_WHAT IS REQUIRED_: Please give an exact printout of the records, without any pictures.

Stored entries
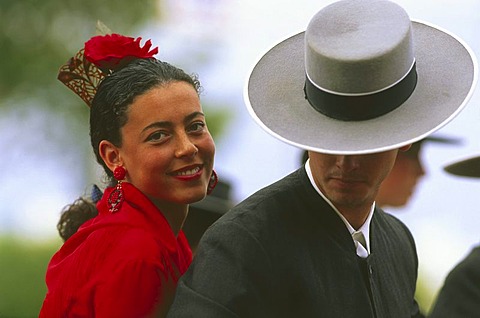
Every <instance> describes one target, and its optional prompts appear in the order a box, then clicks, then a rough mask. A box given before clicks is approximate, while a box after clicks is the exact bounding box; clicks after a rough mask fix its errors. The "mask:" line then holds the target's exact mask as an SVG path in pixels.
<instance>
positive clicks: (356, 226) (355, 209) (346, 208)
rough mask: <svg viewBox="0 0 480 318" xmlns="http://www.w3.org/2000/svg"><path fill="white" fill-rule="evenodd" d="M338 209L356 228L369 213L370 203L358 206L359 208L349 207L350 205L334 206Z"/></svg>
mask: <svg viewBox="0 0 480 318" xmlns="http://www.w3.org/2000/svg"><path fill="white" fill-rule="evenodd" d="M336 208H337V209H338V211H339V212H340V213H341V214H342V215H343V217H344V218H345V219H346V220H347V221H348V223H350V225H351V226H352V227H353V228H354V229H355V230H358V229H359V228H360V227H361V226H362V225H363V224H364V223H365V221H366V220H367V218H368V215H369V214H370V210H371V205H369V206H368V207H361V208H360V207H359V208H351V207H348V208H346V207H339V206H336Z"/></svg>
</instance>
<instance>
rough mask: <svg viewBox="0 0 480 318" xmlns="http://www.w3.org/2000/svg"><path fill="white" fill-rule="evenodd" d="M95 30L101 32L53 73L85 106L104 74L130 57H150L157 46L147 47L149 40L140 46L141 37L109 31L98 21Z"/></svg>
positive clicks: (155, 51) (128, 62)
mask: <svg viewBox="0 0 480 318" xmlns="http://www.w3.org/2000/svg"><path fill="white" fill-rule="evenodd" d="M97 30H100V31H101V32H102V33H104V35H97V36H94V37H92V38H91V39H90V40H88V41H87V42H85V47H84V48H83V49H81V50H80V51H79V52H78V53H77V54H75V56H74V57H72V58H70V60H69V61H68V62H67V63H66V64H65V65H63V66H62V67H60V70H59V72H58V77H57V78H58V79H59V80H60V81H61V82H62V83H64V84H65V85H66V86H67V87H68V88H70V89H71V90H72V91H73V92H74V93H75V94H77V95H78V96H80V98H81V99H83V101H84V102H85V103H86V104H87V105H88V107H91V105H92V100H93V98H94V97H95V94H96V92H97V87H98V85H99V84H100V82H101V81H102V80H103V79H104V78H105V77H106V76H108V75H109V74H111V73H113V72H115V71H117V70H119V69H121V68H123V67H124V66H125V65H126V64H128V63H129V62H130V61H132V60H134V59H137V58H153V56H154V55H155V54H157V53H158V47H156V48H154V49H152V50H150V48H151V46H152V42H151V40H148V41H147V42H145V45H144V46H143V47H142V46H141V45H140V41H141V40H142V38H141V37H138V38H136V39H134V38H132V37H126V36H123V35H120V34H116V33H111V32H110V31H109V30H108V28H107V27H105V26H104V25H103V24H101V22H99V23H98V24H97ZM105 31H106V32H105ZM105 33H109V34H105Z"/></svg>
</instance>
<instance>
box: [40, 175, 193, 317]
mask: <svg viewBox="0 0 480 318" xmlns="http://www.w3.org/2000/svg"><path fill="white" fill-rule="evenodd" d="M122 186H123V189H124V198H125V201H124V202H123V204H122V206H121V208H120V211H118V212H116V213H110V212H109V210H108V207H107V200H108V196H109V194H110V192H111V191H112V190H113V188H109V189H106V191H105V194H104V196H103V198H102V199H101V200H100V201H99V202H98V204H97V208H98V211H99V215H98V216H97V217H95V218H94V219H92V220H89V221H87V222H86V223H85V224H84V225H82V226H81V227H80V229H79V230H78V232H77V233H75V234H74V235H73V236H72V237H70V238H69V239H68V240H67V241H66V242H65V244H64V245H63V246H62V247H61V248H60V250H59V251H58V252H57V253H56V254H55V255H54V256H53V257H52V259H51V261H50V263H49V265H48V269H47V274H46V283H47V287H48V292H47V295H46V297H45V300H44V302H43V306H42V309H41V311H40V317H42V318H43V317H45V318H54V317H128V318H131V317H145V316H148V315H149V314H151V313H152V311H153V310H154V307H155V305H156V304H158V303H161V302H162V300H163V296H164V295H162V292H161V290H162V284H164V285H165V284H166V283H165V282H167V281H168V282H170V283H172V282H173V286H175V285H176V283H177V280H178V278H179V277H180V275H182V274H183V273H185V271H186V270H187V268H188V266H189V265H190V263H191V261H192V252H191V250H190V247H189V245H188V243H187V240H186V238H185V235H184V234H183V232H182V231H180V233H179V235H178V236H177V237H175V235H174V234H173V232H172V230H171V228H170V226H169V224H168V222H167V220H166V219H165V217H164V216H163V214H162V213H161V212H160V210H159V209H158V208H157V207H156V206H155V205H154V204H153V203H152V202H151V201H150V200H149V199H148V198H147V197H146V196H145V195H144V194H143V193H141V192H140V191H139V190H138V189H136V188H135V187H134V186H133V185H131V184H129V183H126V182H124V183H123V184H122ZM163 287H164V288H165V286H163Z"/></svg>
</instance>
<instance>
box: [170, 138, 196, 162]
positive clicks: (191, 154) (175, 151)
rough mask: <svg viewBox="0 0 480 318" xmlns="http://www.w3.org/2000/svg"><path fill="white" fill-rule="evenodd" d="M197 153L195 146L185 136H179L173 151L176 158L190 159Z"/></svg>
mask: <svg viewBox="0 0 480 318" xmlns="http://www.w3.org/2000/svg"><path fill="white" fill-rule="evenodd" d="M197 152H198V148H197V146H195V144H194V143H193V142H192V141H191V140H190V138H189V137H188V136H187V135H181V136H179V137H178V142H177V148H176V150H175V156H176V157H178V158H181V157H192V156H194V155H196V154H197Z"/></svg>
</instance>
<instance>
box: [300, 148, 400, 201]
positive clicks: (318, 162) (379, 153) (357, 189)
mask: <svg viewBox="0 0 480 318" xmlns="http://www.w3.org/2000/svg"><path fill="white" fill-rule="evenodd" d="M407 149H408V146H407ZM402 150H403V149H402ZM397 152H398V149H395V150H390V151H385V152H380V153H375V154H367V155H349V156H347V155H328V154H322V153H316V152H309V157H310V167H311V169H312V174H313V178H314V180H315V183H316V184H317V186H318V187H319V188H320V190H321V191H322V192H323V194H325V196H326V197H327V198H328V199H329V200H330V201H331V202H332V203H333V204H334V205H335V206H336V207H337V208H338V209H342V208H346V209H352V208H368V207H369V206H371V205H372V203H373V201H374V200H375V196H376V195H377V192H378V188H379V187H380V184H381V183H382V181H383V180H384V179H385V178H386V176H387V175H388V173H389V172H390V170H391V169H392V167H393V164H394V163H395V158H396V156H397Z"/></svg>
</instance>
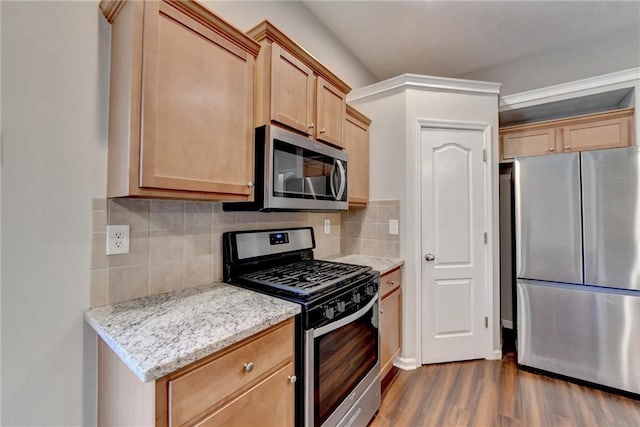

_OUTPUT OF THE TASK_:
Every <instance> describes one target, and its optional prompts appear in the order a box, then clicks, then a rough mask. A box given before clicks is approximate, while a box after clicks is the exact bounding box; clicks after a rough mask fix its errors. The "mask:" line then holds the target's exact mask as an SVG path in pixels.
<instance>
positive clicks: (356, 226) (355, 209) (346, 208)
rough mask: <svg viewBox="0 0 480 318" xmlns="http://www.w3.org/2000/svg"><path fill="white" fill-rule="evenodd" d="M338 209L356 228L369 213L370 203L358 206L359 208L349 207L350 205L334 206Z"/></svg>
mask: <svg viewBox="0 0 480 318" xmlns="http://www.w3.org/2000/svg"><path fill="white" fill-rule="evenodd" d="M336 208H337V209H338V211H339V212H340V213H341V214H342V215H343V217H344V218H345V219H346V220H347V221H348V223H350V225H351V226H352V227H353V228H354V229H355V230H358V229H359V228H360V227H361V226H362V225H363V224H364V223H365V221H366V220H367V218H368V215H369V214H370V210H371V205H369V206H368V207H361V208H360V207H359V208H351V207H348V208H346V207H339V206H336Z"/></svg>
</instance>
<instance>
rough mask: <svg viewBox="0 0 480 318" xmlns="http://www.w3.org/2000/svg"><path fill="white" fill-rule="evenodd" d="M95 30L101 32L53 73L85 106L104 74L130 57H150L157 46L147 47L149 40L140 46L141 37L109 31L98 21Z"/></svg>
positive clicks: (155, 51) (128, 62)
mask: <svg viewBox="0 0 480 318" xmlns="http://www.w3.org/2000/svg"><path fill="white" fill-rule="evenodd" d="M97 30H100V31H101V32H102V33H104V35H97V36H94V37H92V38H91V39H90V40H88V41H87V42H85V47H84V48H83V49H81V50H80V51H79V52H78V53H77V54H75V56H74V57H72V58H70V60H69V61H68V62H67V63H66V64H65V65H63V66H62V67H60V70H59V72H58V77H57V78H58V79H59V80H60V81H61V82H62V83H64V84H65V85H66V86H67V87H68V88H70V89H71V90H72V91H73V92H74V93H75V94H77V95H78V96H80V98H81V99H83V101H84V102H85V103H86V104H87V105H88V107H91V105H92V100H93V98H94V97H95V94H96V92H97V87H98V85H99V84H100V82H101V81H102V80H103V79H104V78H105V77H106V76H108V75H109V74H111V73H113V72H115V71H117V70H119V69H121V68H123V67H124V66H125V65H126V64H128V63H129V62H130V61H132V60H134V59H137V58H153V56H154V55H155V54H157V53H158V47H156V48H154V49H152V50H150V48H151V46H152V42H151V40H148V41H147V42H145V45H144V46H143V47H142V46H141V45H140V41H141V40H142V38H141V37H138V38H136V39H134V38H132V37H126V36H123V35H120V34H116V33H111V32H110V31H109V30H108V28H107V27H105V26H104V25H103V24H101V22H99V23H98V24H97ZM105 31H106V32H105ZM105 33H109V34H105Z"/></svg>
</instance>
<instance>
box: [40, 175, 193, 317]
mask: <svg viewBox="0 0 480 318" xmlns="http://www.w3.org/2000/svg"><path fill="white" fill-rule="evenodd" d="M122 186H123V189H124V198H125V201H124V202H123V204H122V206H121V208H120V211H118V212H116V213H110V212H109V210H108V207H107V200H108V196H109V194H110V192H111V191H112V190H113V188H109V189H106V191H105V194H104V196H103V198H102V199H101V200H100V201H99V202H98V204H97V208H98V211H99V215H98V216H97V217H95V218H94V219H92V220H89V221H87V222H86V223H85V224H84V225H82V226H81V227H80V229H79V230H78V232H77V233H75V234H74V235H73V236H72V237H70V238H69V239H68V240H67V241H66V242H65V244H64V245H63V246H62V247H61V248H60V250H59V251H58V252H57V253H56V254H55V255H54V256H53V257H52V259H51V261H50V263H49V265H48V269H47V274H46V283H47V287H48V292H47V295H46V297H45V300H44V302H43V306H42V309H41V311H40V317H42V318H43V317H45V318H54V317H128V318H131V317H145V316H148V315H149V314H151V313H152V311H153V310H154V307H155V305H156V304H158V303H161V302H162V300H163V296H164V295H162V292H161V290H162V284H164V285H165V284H166V283H165V282H167V281H168V282H170V283H172V282H173V286H175V285H176V283H177V280H178V278H179V277H180V275H182V274H183V273H185V271H186V270H187V268H188V266H189V265H190V263H191V261H192V252H191V250H190V247H189V245H188V243H187V240H186V238H185V235H184V234H183V232H182V231H180V233H179V235H178V236H177V237H175V235H174V234H173V232H172V230H171V228H170V226H169V224H168V222H167V220H166V219H165V217H164V216H163V214H162V213H161V212H160V210H159V209H158V208H157V207H156V206H155V205H154V204H153V203H152V202H151V201H150V200H149V199H148V198H147V197H146V196H145V195H144V194H143V193H141V192H140V191H139V190H138V189H136V188H135V187H134V186H133V185H131V184H129V183H126V182H124V183H123V184H122ZM163 287H164V288H165V286H163Z"/></svg>
</instance>
<instance>
box: [170, 138, 196, 162]
positive clicks: (191, 154) (175, 151)
rough mask: <svg viewBox="0 0 480 318" xmlns="http://www.w3.org/2000/svg"><path fill="white" fill-rule="evenodd" d="M197 153L195 146L185 136H179L173 151L176 158L190 159Z"/></svg>
mask: <svg viewBox="0 0 480 318" xmlns="http://www.w3.org/2000/svg"><path fill="white" fill-rule="evenodd" d="M197 152H198V148H197V146H195V144H194V143H193V142H192V141H191V140H190V138H189V137H188V136H187V135H181V136H179V137H178V142H177V148H176V150H175V156H176V157H178V158H181V157H192V156H194V155H196V154H197Z"/></svg>
</instance>
<instance>
box: [300, 148, 400, 201]
positive clicks: (318, 162) (379, 153) (357, 189)
mask: <svg viewBox="0 0 480 318" xmlns="http://www.w3.org/2000/svg"><path fill="white" fill-rule="evenodd" d="M407 149H408V146H407ZM402 150H403V149H402ZM397 152H398V149H395V150H390V151H385V152H380V153H375V154H367V155H349V156H347V155H328V154H322V153H316V152H309V157H310V167H311V169H312V174H313V178H314V180H315V183H316V184H317V186H318V187H319V188H320V190H321V191H322V192H323V194H325V196H326V197H327V198H328V199H329V200H330V201H331V202H332V203H333V204H334V205H335V206H336V207H337V208H338V209H342V208H346V209H352V208H368V207H369V206H371V205H372V203H373V201H374V200H375V196H376V195H377V192H378V188H379V187H380V184H381V183H382V181H383V180H384V179H385V178H386V176H387V175H388V173H389V172H390V170H391V169H392V167H393V164H394V163H395V158H396V156H397Z"/></svg>
</instance>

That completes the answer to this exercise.